[Given exercise] Count the lines in the material below that contain the string "metal", treating uppercase and lowercase as different. Give only the number.

[Records from a point-labeling set]
= = = = = = =
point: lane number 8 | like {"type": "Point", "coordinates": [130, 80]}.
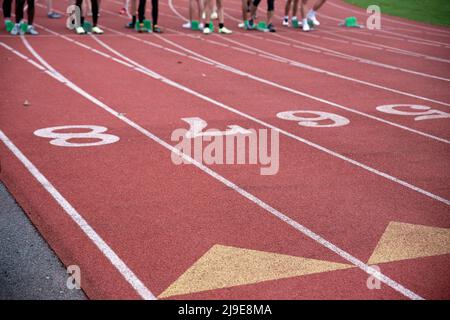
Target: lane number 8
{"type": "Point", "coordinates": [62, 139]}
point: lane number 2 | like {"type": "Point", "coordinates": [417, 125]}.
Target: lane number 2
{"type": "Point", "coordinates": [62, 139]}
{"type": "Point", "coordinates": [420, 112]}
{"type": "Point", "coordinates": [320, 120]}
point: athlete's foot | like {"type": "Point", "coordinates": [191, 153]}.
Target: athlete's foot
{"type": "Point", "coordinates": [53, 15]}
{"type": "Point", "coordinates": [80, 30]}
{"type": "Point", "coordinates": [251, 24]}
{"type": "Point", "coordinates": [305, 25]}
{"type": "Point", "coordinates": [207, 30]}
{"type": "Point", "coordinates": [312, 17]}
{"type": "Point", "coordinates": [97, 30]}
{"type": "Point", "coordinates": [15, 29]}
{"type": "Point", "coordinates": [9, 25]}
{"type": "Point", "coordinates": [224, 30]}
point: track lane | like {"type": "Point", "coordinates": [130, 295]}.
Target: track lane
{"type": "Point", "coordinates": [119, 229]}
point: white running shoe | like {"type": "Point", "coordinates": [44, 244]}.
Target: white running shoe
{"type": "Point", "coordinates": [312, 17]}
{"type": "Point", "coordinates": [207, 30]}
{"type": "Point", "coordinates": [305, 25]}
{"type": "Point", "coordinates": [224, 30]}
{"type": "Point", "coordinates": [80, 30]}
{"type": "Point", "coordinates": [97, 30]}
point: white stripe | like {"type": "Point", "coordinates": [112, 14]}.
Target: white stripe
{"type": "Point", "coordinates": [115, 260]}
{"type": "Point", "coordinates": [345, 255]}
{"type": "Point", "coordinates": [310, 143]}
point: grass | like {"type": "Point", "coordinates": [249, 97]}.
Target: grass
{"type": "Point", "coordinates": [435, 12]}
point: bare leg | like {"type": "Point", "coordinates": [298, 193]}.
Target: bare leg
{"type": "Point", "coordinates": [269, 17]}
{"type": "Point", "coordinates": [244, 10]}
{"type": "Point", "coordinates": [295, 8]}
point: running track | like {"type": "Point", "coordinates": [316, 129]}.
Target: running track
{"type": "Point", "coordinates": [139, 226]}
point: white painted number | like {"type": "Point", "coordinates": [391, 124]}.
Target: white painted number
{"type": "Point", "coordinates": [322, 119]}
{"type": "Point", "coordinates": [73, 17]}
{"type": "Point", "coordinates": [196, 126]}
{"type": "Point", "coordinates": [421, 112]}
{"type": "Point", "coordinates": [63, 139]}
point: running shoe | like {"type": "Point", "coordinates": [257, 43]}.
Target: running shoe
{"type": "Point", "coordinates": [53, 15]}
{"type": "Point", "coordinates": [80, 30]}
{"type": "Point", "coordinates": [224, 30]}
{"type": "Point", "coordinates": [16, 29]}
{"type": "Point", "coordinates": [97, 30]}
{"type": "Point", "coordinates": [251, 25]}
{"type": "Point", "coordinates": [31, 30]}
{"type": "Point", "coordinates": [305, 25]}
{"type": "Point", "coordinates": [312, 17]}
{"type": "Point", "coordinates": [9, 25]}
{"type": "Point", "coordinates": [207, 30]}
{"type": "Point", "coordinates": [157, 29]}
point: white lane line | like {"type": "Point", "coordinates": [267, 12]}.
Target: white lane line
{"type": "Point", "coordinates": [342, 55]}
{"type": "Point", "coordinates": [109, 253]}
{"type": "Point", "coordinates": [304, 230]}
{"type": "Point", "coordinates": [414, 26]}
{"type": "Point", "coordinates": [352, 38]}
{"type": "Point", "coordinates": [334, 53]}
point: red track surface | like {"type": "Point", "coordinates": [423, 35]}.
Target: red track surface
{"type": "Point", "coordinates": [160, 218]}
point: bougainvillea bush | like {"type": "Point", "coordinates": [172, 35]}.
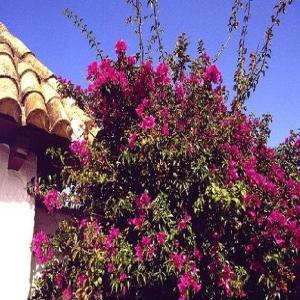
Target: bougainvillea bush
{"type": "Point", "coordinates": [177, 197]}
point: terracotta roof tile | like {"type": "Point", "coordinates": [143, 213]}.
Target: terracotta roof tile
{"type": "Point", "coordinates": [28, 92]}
= = = = = = =
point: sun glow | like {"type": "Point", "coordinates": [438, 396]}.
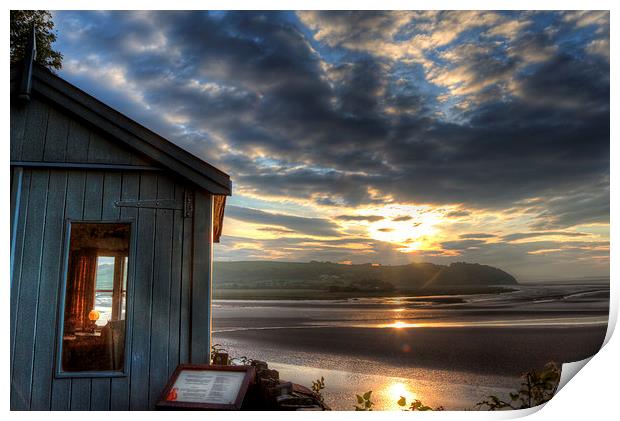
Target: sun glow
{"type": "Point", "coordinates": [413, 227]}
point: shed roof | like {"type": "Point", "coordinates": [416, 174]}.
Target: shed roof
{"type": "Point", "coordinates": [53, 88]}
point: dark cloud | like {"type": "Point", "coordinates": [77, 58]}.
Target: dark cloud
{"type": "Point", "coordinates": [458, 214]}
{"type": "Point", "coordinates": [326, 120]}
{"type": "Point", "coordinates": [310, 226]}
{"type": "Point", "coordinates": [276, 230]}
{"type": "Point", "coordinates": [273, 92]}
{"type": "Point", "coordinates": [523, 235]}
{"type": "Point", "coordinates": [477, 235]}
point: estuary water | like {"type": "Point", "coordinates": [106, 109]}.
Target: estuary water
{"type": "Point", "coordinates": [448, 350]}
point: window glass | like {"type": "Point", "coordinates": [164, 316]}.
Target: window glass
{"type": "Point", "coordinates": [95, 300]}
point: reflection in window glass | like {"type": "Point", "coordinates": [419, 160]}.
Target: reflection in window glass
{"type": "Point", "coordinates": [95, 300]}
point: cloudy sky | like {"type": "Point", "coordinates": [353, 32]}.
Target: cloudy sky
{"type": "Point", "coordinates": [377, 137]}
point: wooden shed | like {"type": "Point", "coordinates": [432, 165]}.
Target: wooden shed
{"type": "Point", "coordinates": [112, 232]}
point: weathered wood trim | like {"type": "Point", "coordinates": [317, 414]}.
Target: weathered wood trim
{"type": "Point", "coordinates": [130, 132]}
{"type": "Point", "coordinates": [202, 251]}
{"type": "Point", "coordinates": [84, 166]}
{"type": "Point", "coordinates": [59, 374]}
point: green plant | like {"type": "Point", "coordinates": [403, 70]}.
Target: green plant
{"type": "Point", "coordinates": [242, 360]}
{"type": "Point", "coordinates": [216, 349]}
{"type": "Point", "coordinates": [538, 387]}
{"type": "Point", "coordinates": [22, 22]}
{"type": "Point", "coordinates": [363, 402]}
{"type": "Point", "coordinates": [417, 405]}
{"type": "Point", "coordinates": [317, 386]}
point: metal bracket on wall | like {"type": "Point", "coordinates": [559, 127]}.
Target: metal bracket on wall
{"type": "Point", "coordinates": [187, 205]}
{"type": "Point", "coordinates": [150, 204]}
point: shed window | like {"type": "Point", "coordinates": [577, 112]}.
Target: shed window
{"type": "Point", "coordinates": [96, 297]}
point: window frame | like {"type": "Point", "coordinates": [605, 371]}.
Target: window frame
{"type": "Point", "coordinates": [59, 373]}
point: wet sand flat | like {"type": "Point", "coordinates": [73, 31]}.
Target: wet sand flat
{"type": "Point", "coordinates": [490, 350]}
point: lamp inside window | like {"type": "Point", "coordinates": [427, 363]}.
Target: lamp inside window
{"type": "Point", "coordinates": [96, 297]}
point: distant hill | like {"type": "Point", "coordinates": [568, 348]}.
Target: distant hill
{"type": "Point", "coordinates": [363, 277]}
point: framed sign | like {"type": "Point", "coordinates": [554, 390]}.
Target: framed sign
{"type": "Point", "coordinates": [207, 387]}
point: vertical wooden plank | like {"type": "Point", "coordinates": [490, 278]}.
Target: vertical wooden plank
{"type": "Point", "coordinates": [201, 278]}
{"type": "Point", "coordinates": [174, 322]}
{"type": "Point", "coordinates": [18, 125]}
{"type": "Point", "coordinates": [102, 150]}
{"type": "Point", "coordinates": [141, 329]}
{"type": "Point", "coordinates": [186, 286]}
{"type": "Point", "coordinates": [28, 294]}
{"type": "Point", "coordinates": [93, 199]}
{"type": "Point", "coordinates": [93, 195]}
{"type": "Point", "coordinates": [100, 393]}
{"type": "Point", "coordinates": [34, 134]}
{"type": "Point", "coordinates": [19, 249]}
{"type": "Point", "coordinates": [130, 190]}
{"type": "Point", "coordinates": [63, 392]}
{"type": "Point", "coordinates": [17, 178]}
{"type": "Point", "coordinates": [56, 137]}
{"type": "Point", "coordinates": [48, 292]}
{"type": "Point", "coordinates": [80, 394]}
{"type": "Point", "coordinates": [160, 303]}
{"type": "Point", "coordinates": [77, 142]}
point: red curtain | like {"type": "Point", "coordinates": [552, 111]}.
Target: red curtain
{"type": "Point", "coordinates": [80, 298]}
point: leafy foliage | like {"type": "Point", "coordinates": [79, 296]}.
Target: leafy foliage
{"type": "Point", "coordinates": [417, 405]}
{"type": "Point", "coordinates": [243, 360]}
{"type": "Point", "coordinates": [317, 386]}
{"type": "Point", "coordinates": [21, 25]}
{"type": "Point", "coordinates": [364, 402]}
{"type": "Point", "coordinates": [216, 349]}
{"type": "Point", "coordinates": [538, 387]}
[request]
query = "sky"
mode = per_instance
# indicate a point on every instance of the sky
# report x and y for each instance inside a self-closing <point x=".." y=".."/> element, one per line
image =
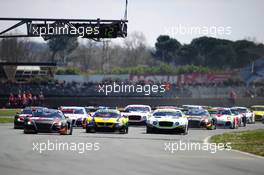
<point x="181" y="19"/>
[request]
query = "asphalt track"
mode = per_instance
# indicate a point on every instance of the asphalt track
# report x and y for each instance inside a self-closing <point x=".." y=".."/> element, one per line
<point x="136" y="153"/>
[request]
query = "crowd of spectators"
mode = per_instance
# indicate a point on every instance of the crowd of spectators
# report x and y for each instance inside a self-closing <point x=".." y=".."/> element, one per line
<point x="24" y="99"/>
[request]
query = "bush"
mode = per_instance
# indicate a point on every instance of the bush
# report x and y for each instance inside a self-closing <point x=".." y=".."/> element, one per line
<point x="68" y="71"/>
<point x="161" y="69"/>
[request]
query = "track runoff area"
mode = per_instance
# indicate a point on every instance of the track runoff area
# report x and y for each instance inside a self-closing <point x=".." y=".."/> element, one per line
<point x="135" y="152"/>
= = = = = = =
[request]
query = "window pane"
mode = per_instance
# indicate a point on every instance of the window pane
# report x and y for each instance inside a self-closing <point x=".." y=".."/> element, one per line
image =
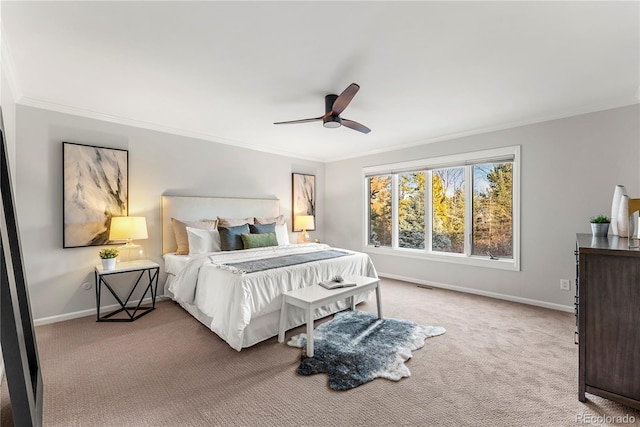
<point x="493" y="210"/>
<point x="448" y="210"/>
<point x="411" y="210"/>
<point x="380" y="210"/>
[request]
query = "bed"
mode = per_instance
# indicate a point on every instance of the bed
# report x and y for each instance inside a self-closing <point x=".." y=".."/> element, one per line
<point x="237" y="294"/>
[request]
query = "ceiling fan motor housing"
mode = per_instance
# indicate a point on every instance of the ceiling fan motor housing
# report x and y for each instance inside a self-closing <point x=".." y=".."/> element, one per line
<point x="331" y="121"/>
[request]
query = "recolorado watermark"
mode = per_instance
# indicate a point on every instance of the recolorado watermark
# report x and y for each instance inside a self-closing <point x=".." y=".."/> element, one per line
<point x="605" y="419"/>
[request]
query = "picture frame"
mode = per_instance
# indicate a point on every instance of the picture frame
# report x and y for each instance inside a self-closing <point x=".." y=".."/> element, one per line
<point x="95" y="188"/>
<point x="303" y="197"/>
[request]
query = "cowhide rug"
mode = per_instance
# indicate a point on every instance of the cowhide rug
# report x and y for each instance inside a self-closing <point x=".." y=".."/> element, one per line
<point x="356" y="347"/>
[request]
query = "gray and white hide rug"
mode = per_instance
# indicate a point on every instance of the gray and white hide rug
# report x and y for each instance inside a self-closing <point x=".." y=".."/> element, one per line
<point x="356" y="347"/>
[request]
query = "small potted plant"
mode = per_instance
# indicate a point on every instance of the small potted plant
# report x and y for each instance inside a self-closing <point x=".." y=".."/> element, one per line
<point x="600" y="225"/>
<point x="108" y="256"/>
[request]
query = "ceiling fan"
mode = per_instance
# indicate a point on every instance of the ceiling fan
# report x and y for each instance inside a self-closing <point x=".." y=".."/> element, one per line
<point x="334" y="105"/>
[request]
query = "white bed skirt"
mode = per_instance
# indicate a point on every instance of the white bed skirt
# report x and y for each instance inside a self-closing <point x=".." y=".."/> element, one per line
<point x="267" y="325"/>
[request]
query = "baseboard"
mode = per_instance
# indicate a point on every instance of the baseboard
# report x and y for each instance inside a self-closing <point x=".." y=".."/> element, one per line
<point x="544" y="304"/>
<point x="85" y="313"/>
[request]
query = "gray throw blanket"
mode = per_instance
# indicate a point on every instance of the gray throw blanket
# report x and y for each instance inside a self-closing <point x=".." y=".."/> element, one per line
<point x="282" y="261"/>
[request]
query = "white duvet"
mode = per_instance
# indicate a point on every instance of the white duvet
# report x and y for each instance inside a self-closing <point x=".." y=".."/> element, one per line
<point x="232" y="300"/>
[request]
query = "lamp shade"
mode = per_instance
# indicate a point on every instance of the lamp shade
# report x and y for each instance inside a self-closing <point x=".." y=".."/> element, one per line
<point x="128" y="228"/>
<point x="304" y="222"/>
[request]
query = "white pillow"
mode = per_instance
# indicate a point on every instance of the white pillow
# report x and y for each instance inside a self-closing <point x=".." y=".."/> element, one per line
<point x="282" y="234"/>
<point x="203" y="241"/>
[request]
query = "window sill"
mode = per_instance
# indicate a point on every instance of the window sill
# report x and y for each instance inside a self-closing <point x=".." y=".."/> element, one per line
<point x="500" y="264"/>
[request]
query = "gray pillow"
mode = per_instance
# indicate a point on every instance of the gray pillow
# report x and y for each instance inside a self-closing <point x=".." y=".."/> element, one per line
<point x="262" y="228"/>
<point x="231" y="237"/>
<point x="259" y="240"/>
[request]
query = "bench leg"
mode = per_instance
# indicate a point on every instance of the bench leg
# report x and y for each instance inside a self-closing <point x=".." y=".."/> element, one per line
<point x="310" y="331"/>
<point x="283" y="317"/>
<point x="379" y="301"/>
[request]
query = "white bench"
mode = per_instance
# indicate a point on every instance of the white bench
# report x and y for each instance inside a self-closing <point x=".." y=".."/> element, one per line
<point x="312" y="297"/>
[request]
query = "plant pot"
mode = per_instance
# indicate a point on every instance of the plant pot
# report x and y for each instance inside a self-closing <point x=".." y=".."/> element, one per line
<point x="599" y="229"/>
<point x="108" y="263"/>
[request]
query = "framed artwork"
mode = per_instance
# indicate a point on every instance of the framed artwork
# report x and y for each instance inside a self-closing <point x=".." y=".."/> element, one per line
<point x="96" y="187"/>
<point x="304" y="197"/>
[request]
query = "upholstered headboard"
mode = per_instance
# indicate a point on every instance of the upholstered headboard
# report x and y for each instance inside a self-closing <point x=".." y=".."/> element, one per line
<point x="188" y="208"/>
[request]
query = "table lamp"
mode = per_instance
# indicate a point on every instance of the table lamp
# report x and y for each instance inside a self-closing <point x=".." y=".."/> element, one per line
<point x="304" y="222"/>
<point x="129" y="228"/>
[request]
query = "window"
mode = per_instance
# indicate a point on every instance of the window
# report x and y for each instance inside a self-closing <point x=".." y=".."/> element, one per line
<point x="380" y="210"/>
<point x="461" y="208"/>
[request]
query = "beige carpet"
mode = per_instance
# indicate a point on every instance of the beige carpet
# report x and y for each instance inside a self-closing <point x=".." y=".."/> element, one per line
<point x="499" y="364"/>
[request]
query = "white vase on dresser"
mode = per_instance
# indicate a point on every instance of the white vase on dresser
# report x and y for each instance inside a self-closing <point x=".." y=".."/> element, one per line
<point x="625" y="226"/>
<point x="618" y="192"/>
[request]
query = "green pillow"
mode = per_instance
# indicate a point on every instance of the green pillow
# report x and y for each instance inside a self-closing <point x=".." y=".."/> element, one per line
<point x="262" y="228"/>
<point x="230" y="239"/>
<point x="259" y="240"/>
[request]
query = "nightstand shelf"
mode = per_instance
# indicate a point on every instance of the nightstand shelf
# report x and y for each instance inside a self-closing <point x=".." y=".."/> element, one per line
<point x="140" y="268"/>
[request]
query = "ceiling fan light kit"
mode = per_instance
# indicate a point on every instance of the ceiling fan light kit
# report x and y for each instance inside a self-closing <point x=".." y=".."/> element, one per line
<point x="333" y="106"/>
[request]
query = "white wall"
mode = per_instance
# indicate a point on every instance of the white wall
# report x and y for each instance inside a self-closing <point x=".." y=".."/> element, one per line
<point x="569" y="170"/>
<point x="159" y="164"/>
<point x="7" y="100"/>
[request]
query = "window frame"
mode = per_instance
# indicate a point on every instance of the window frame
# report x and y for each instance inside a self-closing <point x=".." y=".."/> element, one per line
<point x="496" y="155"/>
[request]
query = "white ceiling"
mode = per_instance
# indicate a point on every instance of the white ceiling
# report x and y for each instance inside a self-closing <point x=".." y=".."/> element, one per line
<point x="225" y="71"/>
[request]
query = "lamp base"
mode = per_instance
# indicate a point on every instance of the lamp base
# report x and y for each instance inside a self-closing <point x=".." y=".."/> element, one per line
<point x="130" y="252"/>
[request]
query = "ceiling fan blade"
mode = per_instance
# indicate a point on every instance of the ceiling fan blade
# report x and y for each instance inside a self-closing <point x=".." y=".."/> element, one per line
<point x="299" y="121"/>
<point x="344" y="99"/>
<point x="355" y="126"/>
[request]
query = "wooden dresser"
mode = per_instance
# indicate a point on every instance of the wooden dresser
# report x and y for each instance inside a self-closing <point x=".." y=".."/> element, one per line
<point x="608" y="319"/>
= = = = = = =
[Expected output] 2